> **AUFGABE**
Greif den Text über den Gottesbezug im Grundgesetz auf und schreib ihn im Anschluss an seinen letzten Satz weiter.

━━━━━ AUSGANGSTEXT ━━━━━

Umfrage: geteilte Meinungen über den Gottesbezug
Laut einer aktuellen Umfrage des Meinungsforschungsinstituts YouGov im Auftrag der Katholischen Nachrichten-Agentur (KNA) finden es 45 Prozent der Deutschen richtig, dass das Grundgesetz mit einem Bezug auf Gott eingeleitet wird. 34 Prozent halten es dagegen für falsch, berichtet das Nachrichtenportal Vatican News.
Die Wählerinnen und Wähler der CDU und der FDP bewerteten den Gottesbezug in der Verfassung am positivsten. Unter Grünen- und Linken-Wählern lehnt etwa die Hälfte die Nennung von Gott in der Präambel ab. Während in Westdeutschland 46 Prozent der Befragten den Gottesbezug richtig finden, sind es im Osten 41 Prozent. Von Befragten mit Migrationshintergrund befürwortete ihn genau jeder Zweite, von Menschen ohne ausländische Wurzeln 44 Prozent.
Übrigens: Gemäß Artikel 146 des Grundgesetzes könnte anstelle des Grundgesetzes auch eine neue „Verfassung“ für Deutschland erlassen werden. Wie wahrscheinlich wäre es, dass diese dann auch einen Gottesbezug enthielte? Verfassungsrechtler Dreier glaubt angesichts der soziokulturellen Entwicklungen in Deutschland an „keine große Verwirklichungschance“.
Quellen: deutschlandfunk.de, bundestag.de, wikipedia.org, vaticannews.va
Hallo Ulrich, die Bibel sagt eindeutig, dass auch Völker sich vor Gott verantworten müssen, z.B. hier:
Mat 25, 31+32
Wenn aber der Menschensohn kommen wird in seiner Herrlichkeit und alle Engel mit ihm, dann wird er sich setzen auf den Thron seiner Herrlichkeit, und alle Völker werden vor ihm versammelt werden. Und er wird sie voneinander scheiden, wie ein Hirt die Schafe von den Böcken scheidet.
Susanne, da picken Sie sich ein Wort aus einem Vers heraus – einem Gleichnis – und sprechen von „eindeutig“. Dann nehmen Sie aber doch bitte die anschließenden Verse hinzu. Die sagen „eindeutig“: Gerettet wird, wer barmherzig gehandelt hat. Soviel zur Eindeutigkeit in der Bibel. Die ist nämlich nicht übertall gegeben. Trotz aller apologetischen Bemühungen.

━━━━━ DATENSATZAUSZÜGE ━━━━━

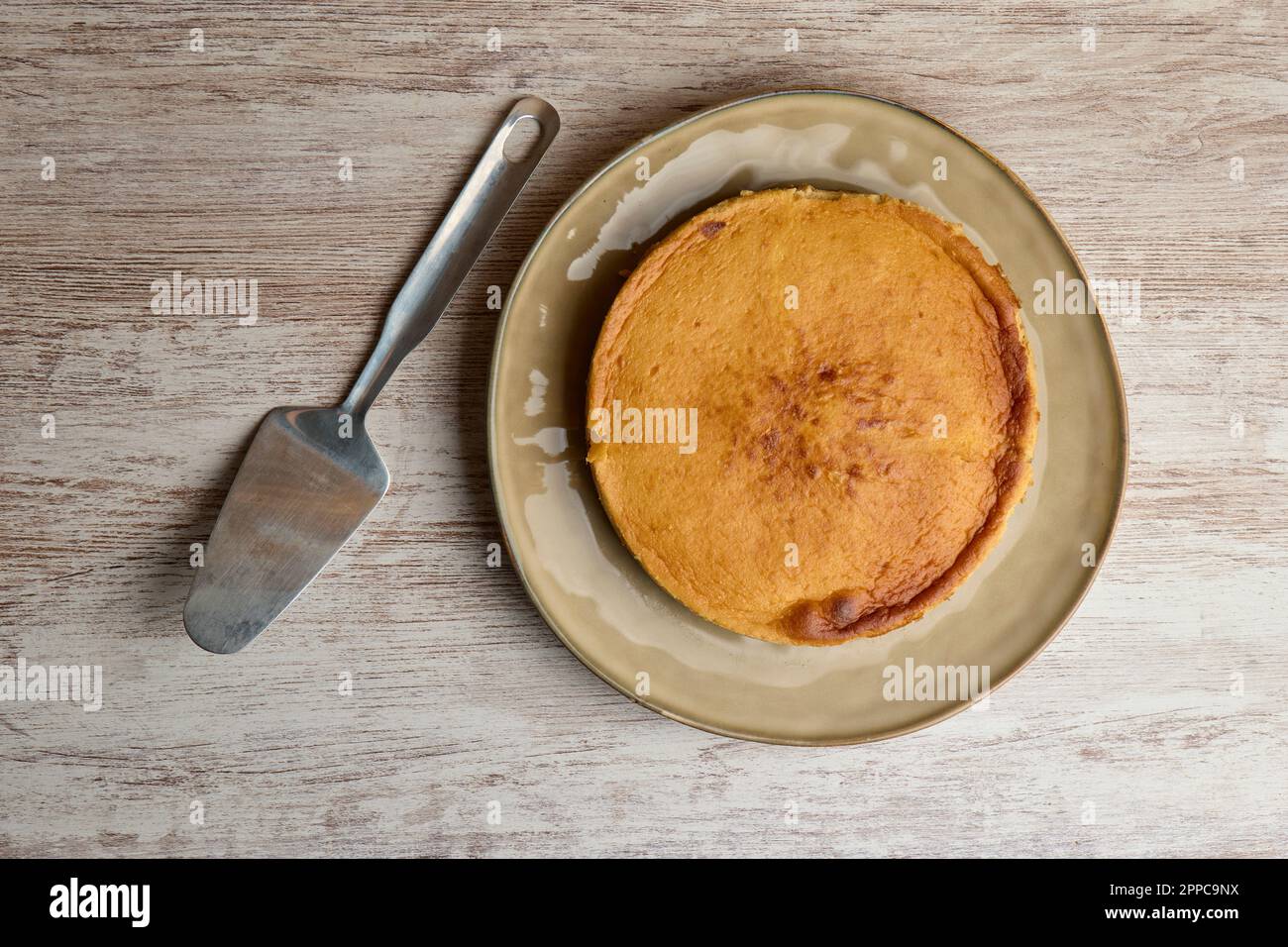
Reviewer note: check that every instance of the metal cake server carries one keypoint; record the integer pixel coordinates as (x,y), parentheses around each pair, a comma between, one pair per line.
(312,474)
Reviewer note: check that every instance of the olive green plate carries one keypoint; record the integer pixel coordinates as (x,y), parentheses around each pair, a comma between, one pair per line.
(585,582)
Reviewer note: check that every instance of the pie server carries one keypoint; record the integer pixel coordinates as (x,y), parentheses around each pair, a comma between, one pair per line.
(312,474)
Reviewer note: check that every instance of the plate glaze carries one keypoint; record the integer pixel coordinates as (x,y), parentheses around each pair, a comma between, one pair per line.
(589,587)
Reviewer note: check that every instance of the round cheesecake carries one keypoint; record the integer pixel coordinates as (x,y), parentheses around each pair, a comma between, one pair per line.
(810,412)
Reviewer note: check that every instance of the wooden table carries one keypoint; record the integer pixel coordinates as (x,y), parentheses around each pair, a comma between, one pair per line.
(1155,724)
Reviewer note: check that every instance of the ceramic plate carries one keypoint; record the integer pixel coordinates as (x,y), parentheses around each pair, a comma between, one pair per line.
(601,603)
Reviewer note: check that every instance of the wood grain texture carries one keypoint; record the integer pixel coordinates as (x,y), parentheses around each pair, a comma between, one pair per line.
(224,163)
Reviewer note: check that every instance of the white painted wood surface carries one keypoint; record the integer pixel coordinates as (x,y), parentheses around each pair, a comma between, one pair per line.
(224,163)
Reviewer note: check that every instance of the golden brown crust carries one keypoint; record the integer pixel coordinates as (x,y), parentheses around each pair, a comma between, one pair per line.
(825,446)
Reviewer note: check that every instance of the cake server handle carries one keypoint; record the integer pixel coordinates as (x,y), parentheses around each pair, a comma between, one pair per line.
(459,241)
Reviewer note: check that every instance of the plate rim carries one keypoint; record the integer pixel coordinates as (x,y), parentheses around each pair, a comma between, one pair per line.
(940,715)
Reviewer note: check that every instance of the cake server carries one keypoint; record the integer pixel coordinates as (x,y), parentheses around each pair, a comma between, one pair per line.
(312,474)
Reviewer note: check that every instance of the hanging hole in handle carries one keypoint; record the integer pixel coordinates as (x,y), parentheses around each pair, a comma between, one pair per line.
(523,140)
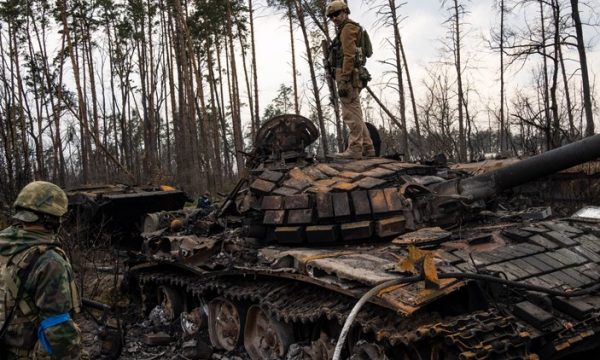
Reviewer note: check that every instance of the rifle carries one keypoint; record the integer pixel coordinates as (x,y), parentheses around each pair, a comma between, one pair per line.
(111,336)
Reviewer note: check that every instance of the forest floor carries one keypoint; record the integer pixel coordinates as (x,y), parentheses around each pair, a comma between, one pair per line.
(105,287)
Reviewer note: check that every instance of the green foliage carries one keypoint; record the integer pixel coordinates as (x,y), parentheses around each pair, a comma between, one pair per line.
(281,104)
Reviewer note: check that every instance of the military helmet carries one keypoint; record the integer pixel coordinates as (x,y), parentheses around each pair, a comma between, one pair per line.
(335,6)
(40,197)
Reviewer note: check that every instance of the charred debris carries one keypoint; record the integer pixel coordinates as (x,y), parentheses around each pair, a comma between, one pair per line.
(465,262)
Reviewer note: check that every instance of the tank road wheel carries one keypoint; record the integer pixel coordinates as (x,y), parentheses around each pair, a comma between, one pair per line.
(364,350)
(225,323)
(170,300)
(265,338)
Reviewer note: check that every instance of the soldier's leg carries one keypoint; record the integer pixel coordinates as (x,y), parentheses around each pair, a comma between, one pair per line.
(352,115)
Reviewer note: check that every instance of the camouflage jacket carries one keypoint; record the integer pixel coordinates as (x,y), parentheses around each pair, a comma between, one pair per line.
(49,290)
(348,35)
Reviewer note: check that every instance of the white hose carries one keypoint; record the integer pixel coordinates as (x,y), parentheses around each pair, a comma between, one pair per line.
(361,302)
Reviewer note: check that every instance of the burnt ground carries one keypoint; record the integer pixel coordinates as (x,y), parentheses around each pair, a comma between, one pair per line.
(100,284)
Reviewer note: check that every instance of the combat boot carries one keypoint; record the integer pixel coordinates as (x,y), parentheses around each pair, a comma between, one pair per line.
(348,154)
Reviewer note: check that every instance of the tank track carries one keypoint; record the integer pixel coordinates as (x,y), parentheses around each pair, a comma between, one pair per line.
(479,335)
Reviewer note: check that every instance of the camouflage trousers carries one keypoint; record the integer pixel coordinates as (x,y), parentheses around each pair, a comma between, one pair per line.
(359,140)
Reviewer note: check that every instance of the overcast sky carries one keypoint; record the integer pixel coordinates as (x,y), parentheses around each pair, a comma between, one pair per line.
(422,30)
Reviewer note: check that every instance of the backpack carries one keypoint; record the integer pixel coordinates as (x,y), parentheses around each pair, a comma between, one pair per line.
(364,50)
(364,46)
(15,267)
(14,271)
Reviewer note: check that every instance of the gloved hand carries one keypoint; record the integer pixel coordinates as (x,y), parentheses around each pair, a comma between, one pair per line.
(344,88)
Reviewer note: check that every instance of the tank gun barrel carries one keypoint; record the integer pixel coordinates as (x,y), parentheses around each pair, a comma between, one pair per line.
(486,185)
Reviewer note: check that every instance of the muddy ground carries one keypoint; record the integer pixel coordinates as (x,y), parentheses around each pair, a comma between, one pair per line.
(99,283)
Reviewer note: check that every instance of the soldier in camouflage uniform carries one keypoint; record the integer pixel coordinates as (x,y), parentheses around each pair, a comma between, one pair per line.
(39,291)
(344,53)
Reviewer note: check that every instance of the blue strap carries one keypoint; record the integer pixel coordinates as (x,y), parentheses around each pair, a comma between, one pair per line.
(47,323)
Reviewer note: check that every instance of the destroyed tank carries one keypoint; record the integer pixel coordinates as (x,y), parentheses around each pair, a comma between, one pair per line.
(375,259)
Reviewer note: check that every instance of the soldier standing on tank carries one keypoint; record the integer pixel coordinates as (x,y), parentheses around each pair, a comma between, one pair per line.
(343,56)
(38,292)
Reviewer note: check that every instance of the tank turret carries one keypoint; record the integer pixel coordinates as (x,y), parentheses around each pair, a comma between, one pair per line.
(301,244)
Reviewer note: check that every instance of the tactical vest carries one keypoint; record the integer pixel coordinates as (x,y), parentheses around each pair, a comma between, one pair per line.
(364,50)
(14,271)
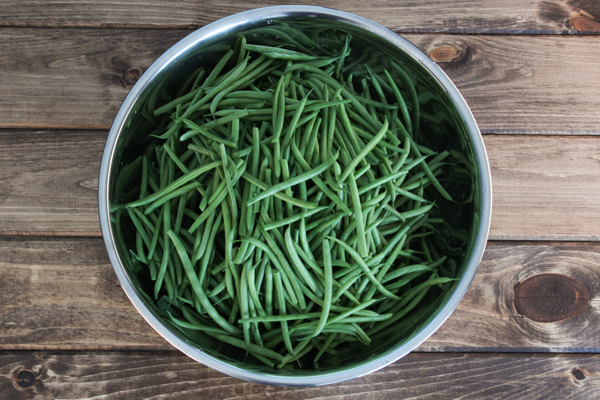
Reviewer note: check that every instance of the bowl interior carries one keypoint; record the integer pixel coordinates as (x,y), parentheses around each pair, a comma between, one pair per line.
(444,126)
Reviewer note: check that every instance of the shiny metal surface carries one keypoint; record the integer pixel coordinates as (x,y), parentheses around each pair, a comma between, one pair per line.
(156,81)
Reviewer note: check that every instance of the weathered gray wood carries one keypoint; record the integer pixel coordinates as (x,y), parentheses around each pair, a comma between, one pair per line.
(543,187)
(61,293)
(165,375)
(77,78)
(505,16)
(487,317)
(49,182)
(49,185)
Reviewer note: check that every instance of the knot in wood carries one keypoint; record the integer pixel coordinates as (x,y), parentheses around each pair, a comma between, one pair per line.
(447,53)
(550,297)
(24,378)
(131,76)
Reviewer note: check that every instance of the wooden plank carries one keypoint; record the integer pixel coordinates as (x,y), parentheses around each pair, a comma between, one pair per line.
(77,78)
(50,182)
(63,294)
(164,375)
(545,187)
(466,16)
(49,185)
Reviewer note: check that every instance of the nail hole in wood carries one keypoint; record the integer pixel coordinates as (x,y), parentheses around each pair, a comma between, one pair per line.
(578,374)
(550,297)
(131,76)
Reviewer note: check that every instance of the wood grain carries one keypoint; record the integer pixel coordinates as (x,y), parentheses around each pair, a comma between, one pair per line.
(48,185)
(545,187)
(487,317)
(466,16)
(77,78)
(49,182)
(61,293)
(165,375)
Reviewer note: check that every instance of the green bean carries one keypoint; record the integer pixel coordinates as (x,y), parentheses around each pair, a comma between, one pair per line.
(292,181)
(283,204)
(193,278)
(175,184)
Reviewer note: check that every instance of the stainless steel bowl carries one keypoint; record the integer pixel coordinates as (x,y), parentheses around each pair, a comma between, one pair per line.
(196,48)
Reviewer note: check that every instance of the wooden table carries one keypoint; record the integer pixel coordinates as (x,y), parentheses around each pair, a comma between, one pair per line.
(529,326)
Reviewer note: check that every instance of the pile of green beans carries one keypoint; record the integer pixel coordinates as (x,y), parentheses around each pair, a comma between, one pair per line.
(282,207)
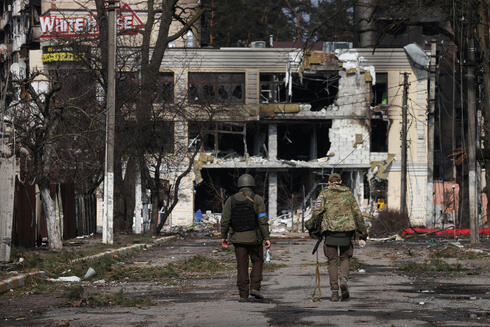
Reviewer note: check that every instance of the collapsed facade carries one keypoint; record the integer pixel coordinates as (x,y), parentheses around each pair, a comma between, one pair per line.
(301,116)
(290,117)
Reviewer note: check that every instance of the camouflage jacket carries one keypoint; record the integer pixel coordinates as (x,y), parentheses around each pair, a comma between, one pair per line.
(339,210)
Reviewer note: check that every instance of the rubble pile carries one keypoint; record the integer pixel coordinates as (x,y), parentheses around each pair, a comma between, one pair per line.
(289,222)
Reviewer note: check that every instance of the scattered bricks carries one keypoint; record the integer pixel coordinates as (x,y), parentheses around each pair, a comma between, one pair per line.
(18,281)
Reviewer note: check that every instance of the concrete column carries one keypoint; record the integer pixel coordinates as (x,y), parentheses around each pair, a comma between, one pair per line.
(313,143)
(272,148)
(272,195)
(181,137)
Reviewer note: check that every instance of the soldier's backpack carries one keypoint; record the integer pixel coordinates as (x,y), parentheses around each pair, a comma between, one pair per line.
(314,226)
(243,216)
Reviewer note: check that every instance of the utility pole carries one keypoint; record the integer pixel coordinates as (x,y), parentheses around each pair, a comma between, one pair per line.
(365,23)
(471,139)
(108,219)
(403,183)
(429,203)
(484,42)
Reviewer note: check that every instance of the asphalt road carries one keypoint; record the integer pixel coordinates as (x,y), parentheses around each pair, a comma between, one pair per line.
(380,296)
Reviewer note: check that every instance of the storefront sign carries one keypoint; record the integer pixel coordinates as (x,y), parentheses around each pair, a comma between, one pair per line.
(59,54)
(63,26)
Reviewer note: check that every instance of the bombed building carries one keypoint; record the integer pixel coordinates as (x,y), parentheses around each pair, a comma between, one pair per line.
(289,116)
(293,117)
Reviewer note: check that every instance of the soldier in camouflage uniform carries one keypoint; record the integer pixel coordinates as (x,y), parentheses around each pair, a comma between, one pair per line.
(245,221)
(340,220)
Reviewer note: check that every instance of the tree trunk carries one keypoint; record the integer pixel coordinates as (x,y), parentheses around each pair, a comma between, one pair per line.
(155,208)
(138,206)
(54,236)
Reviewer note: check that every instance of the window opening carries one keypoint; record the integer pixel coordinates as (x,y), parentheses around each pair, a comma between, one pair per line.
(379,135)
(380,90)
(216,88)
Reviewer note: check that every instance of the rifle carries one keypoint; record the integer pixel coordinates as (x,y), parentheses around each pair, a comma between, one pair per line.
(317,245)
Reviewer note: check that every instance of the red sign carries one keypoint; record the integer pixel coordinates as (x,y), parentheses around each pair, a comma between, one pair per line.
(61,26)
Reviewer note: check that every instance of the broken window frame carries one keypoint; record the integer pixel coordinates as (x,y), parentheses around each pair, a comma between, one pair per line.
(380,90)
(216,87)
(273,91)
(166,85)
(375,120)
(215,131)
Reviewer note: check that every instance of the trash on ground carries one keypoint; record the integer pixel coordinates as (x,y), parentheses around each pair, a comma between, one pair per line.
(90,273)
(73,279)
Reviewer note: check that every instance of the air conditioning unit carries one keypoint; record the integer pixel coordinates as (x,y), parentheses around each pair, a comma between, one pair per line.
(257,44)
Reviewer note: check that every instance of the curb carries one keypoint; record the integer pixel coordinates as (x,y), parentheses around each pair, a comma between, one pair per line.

━━━━━

> **ANTWORT**
Noch eine Ergänzung: Was sind eigentlich „Völker“? Die Definition ist weder einfach (falls überhaupt möglich), noch einheitlich. Gerade auch im Wandel der Zeiten. Beispiel: Müsste sich das „deutsche Volk“ auch vor Gott verantworten? Falls ja, wer würde dazuzählen? Vorsicht, da gerät man schnell in stürmische Gewässer.
Ich glaube, es geht um die Bevölkerung der Erde durch Gott, der dafür den Menschen zur Verantwortung zieht. Wie könnten wir anders der Würde gerecht werden, die sich aus dem Recht auf Gott ergibt, einem Wort, das für uns schon immer von der Person abhängig ist, die es zur Geburt brachte.
Der Staat (die gesamte Bevölkerung unter einheitlichem Regierungsprinzip), begründet als terrotoriales Hoheitsgebiet, in dem verwaltet sein will, was der Fruchtbarkeit seines Bodens dient, damit im besten Fall die Frucht vermehrt wird, die auf seinem guten Boden gedeiht. Das beinhaltet Grenzen, an die sich jede*r ohne Ausnahme halten muss, damit das so gewollte Staatswesen für den Menschen überhaupt funktionieren kann. Unsere Deutsche Verfassung beinhaltet damit alles, was den Freiraum für kreatives Handeln schafft und verweist dennoch auf das, was durch einen Menschen allein nicht umzusetzen ist.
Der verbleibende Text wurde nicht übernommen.